また、本発明の方法により形成された機能性自溶合金被覆層は、強固で基材に対する密着性も良好であり、また、その気孔率も低くて緻密性も良好である。
【実施例】
【0042】
以下、本発明の実施例について説明するが、本発明はこれらに限定されるものではない。
<実施例1>
(1)膜形成性組成物の調製:
JIS H 8303 NiCrCuMoBSi 69 15 3 3 Aに相当する平均粒径37μmの自溶合金粉末「Diamalloy 4016」(Sulzer Metco製)95.0質量部と、機能性材料粉末(固体潤滑剤粒子)として平均粒径30μmのボロンナイトライド(電気化学工業(株)製)5.0質量部と、熱分解温度が400℃の結着樹脂1質量部と、溶剤18質量部とを混合して、粘度(25℃)が100dPa・sの膜形成性組成物を調製した。
【0043】
(2)塗布工程:
ブラスト処理が施された一般構造用圧延鋼材SS400からなる基板(40mm×30mm×4.5mm)の表面に、上記(1)で得られた膜形成性組成物をスプレー装置により塗布して塗膜を形成した。
【0044】
(3)乾燥工程:
上記(2)により塗膜が形成された基板を、温度50℃の恒温槽内に6時間放置することにより、塗膜中の溶剤を完全に除去した。

データセットから抽出したリスト:
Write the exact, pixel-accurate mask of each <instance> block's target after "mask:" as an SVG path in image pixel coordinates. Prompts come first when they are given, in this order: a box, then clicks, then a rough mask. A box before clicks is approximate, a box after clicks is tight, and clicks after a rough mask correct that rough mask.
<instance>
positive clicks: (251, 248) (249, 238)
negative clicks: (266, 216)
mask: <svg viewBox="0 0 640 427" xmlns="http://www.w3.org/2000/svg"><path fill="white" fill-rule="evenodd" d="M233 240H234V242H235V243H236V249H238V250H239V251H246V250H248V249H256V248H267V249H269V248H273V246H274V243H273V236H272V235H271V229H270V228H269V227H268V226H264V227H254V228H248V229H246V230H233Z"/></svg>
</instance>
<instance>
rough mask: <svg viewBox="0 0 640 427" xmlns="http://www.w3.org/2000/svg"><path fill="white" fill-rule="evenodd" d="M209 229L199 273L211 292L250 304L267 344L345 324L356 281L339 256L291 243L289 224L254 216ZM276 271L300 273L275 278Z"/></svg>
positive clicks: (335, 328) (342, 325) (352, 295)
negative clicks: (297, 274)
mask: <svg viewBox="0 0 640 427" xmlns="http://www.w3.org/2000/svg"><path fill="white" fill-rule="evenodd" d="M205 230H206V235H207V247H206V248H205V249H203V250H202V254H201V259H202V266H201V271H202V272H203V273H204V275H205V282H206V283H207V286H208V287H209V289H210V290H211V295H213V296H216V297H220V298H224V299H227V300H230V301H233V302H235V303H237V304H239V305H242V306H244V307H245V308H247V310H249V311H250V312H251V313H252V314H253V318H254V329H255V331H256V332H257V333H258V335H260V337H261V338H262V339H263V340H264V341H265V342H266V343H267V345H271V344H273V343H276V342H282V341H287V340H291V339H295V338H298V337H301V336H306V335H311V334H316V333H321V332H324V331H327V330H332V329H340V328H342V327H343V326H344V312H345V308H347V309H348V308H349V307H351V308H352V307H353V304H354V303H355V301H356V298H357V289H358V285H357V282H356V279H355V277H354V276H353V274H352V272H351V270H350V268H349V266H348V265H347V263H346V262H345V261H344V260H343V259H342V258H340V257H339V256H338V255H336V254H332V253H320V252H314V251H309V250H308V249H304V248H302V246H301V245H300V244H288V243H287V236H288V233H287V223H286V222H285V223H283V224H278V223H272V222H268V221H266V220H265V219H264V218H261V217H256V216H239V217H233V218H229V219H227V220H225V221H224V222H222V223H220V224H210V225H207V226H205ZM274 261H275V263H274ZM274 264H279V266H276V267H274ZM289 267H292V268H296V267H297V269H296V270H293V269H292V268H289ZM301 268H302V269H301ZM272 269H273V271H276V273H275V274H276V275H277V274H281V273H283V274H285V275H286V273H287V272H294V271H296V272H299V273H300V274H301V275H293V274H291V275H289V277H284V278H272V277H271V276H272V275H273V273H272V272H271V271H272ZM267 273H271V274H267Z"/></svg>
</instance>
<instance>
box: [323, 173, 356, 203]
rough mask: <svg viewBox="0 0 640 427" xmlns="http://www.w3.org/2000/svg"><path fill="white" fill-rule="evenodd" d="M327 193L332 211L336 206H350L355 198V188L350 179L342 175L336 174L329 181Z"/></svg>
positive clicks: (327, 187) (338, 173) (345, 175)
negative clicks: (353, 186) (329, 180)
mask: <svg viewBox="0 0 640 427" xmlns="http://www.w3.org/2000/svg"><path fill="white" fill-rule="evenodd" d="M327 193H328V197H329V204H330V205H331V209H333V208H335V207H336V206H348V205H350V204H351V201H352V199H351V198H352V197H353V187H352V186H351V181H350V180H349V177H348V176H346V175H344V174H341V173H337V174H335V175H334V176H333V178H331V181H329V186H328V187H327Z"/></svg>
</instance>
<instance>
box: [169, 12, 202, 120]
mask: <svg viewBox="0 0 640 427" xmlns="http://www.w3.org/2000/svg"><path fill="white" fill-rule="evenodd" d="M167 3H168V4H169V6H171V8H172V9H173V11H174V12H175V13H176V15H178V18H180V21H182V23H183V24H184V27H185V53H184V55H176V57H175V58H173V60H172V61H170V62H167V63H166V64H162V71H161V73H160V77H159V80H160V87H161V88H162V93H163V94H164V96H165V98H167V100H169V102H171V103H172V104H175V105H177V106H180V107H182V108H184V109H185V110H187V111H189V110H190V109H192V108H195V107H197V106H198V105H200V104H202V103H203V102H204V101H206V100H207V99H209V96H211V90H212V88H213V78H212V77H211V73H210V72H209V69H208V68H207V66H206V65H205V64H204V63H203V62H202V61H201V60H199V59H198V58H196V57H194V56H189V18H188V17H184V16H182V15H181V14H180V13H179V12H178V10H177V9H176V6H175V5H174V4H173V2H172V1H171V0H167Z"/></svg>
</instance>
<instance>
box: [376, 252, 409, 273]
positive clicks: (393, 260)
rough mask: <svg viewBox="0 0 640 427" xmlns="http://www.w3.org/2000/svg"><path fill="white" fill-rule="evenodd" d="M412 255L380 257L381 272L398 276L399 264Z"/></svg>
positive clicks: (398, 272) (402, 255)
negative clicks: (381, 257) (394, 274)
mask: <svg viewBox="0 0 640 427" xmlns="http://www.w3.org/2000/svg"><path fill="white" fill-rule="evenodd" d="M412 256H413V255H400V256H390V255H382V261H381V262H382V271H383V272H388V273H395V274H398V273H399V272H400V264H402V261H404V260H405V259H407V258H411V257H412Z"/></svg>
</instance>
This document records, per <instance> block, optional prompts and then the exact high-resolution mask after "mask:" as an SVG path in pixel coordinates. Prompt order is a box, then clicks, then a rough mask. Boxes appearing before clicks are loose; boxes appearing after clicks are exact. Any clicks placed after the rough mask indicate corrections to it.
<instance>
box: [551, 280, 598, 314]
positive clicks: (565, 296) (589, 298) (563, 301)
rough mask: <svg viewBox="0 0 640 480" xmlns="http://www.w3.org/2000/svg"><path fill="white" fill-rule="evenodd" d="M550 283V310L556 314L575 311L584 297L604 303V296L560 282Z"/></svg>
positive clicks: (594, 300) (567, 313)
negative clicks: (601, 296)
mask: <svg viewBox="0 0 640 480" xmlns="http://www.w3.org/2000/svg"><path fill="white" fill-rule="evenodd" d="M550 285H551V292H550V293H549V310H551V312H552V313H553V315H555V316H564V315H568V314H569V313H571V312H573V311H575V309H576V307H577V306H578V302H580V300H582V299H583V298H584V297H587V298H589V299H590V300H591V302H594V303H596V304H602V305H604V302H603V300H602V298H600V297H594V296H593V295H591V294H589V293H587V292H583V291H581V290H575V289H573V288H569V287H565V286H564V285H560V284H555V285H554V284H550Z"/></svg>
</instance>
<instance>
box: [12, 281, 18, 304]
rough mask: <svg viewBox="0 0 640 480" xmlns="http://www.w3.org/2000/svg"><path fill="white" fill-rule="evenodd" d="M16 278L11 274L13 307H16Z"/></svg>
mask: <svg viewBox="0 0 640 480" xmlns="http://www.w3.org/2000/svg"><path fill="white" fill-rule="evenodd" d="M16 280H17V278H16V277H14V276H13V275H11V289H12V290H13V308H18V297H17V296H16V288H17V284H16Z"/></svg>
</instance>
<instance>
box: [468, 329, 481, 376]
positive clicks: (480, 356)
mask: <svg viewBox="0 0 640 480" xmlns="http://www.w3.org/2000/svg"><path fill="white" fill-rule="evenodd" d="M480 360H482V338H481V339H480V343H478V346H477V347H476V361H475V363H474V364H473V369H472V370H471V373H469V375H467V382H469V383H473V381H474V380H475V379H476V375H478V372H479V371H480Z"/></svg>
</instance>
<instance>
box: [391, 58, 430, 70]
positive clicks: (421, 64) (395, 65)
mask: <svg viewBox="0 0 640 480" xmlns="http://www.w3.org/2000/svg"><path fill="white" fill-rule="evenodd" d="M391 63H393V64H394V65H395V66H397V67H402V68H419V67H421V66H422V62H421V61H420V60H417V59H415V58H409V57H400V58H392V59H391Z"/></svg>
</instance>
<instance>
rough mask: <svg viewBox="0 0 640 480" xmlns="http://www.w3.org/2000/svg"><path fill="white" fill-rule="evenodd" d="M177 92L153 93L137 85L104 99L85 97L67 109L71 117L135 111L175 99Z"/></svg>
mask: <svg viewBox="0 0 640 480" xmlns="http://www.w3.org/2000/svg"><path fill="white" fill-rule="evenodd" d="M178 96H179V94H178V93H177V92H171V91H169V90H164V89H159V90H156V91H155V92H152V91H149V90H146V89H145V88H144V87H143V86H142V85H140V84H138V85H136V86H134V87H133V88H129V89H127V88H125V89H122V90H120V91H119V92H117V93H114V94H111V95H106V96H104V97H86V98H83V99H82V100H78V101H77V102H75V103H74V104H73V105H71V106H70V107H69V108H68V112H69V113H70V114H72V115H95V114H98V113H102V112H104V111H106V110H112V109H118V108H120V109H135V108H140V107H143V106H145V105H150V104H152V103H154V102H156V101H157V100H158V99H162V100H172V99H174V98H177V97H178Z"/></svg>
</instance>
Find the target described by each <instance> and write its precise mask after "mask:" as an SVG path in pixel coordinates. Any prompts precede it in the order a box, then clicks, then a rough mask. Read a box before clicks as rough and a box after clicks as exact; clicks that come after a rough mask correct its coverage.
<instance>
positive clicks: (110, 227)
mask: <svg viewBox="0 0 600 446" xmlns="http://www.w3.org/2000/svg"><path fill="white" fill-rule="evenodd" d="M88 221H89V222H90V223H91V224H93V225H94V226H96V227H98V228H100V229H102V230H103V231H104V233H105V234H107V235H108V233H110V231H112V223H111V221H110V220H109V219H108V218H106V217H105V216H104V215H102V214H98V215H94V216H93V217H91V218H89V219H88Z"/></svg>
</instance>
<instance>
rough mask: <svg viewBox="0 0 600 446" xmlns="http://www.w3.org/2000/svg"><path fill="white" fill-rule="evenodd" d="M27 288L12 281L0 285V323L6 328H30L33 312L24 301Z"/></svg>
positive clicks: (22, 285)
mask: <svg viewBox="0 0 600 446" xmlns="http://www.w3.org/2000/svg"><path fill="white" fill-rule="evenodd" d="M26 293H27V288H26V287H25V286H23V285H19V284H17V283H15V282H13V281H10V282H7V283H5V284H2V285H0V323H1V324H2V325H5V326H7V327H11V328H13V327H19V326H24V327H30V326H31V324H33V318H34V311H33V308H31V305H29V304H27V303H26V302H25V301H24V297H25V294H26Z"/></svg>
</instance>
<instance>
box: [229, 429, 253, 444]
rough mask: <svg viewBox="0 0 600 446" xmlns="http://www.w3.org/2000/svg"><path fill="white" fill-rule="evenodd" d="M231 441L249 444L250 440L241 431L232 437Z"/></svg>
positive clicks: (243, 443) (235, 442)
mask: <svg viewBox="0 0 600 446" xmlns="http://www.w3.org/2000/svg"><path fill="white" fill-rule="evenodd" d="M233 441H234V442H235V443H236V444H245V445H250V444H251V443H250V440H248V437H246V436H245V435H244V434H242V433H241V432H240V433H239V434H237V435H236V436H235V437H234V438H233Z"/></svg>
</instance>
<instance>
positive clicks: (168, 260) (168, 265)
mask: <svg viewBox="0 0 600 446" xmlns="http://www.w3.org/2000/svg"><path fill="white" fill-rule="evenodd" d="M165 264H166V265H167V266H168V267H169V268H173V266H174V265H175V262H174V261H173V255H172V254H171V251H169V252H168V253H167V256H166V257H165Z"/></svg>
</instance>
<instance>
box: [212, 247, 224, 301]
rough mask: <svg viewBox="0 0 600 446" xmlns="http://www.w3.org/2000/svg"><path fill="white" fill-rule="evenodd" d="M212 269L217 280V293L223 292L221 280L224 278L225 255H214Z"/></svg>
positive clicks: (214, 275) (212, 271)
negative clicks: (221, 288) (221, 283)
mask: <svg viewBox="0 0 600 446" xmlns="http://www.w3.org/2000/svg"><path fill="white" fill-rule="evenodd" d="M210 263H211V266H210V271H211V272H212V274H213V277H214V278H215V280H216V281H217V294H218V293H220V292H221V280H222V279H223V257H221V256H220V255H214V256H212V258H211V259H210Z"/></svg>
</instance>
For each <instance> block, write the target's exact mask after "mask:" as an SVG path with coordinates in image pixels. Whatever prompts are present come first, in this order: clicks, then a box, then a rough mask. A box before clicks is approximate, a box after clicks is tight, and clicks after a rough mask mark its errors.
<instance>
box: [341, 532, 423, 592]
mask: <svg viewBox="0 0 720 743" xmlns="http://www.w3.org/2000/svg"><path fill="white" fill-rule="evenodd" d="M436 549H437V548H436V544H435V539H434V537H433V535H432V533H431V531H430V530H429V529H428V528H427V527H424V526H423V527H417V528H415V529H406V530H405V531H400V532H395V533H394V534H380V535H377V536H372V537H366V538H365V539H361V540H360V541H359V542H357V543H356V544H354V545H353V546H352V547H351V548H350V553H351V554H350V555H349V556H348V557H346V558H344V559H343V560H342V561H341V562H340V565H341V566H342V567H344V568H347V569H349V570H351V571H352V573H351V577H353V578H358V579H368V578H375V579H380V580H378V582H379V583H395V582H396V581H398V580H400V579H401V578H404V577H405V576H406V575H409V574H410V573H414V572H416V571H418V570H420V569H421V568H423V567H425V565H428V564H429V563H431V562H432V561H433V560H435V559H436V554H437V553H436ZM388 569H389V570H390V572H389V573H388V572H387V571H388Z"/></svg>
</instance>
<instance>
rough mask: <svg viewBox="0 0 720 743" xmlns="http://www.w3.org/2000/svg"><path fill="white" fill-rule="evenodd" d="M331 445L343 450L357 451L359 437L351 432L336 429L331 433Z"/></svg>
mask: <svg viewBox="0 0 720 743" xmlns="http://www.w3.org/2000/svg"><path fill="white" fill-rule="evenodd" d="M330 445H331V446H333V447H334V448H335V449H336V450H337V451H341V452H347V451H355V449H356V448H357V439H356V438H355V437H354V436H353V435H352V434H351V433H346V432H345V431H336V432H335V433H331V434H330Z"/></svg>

作業依頼 A:
抜粋の乾燥工程では、塗膜が形成された基板を何℃の恒温槽内に何時間放置しましたか。
作業依頼 B:
抜粋の「また、本発明の方法により形成」から「膜中の溶剤を完全に除去した。」までの部分を、「スプレー装置」を「刷毛」に置き換えて編集してください。

解答例 A:
温度50℃の恒温槽内に6時間放置しました。

解答例 B:
また、本発明の方法により形成された機能性自溶合金被覆層は、強固で基材に対する密着性も良好であり、また、その気孔率も低くて緻密性も良好である。
【実施例】
【0042】
以下、本発明の実施例について説明するが、本発明はこれらに限定されるものではない。
<実施例1>
(1)膜形成性組成物の調製:
JIS H 8303 NiCrCuMoBSi 69 15 3 3 Aに相当する平均粒径37μmの自溶合金粉末「Diamalloy 4016」(Sulzer Metco製)95.0質量部と、機能性材料粉末(固体潤滑剤粒子)として平均粒径30μmのボロンナイトライド(電気化学工業(株)製)5.0質量部と、熱分解温度が400℃の結着樹脂1質量部と、溶剤18質量部とを混合して、粘度(25℃)が100dPa・sの膜形成性組成物を調製した。
【0043】
(2)塗布工程:
ブラスト処理が施された一般構造用圧延鋼材SS400からなる基板(40mm×30mm×4.5mm)の表面に、上記(1)で得られた膜形成性組成物を刷毛により塗布して塗膜を形成した。
【0044】
(3)乾燥工程:
上記(2)により塗膜が形成された基板を、温度50℃の恒温槽内に6時間放置することにより、塗膜中の溶剤を完全に除去した。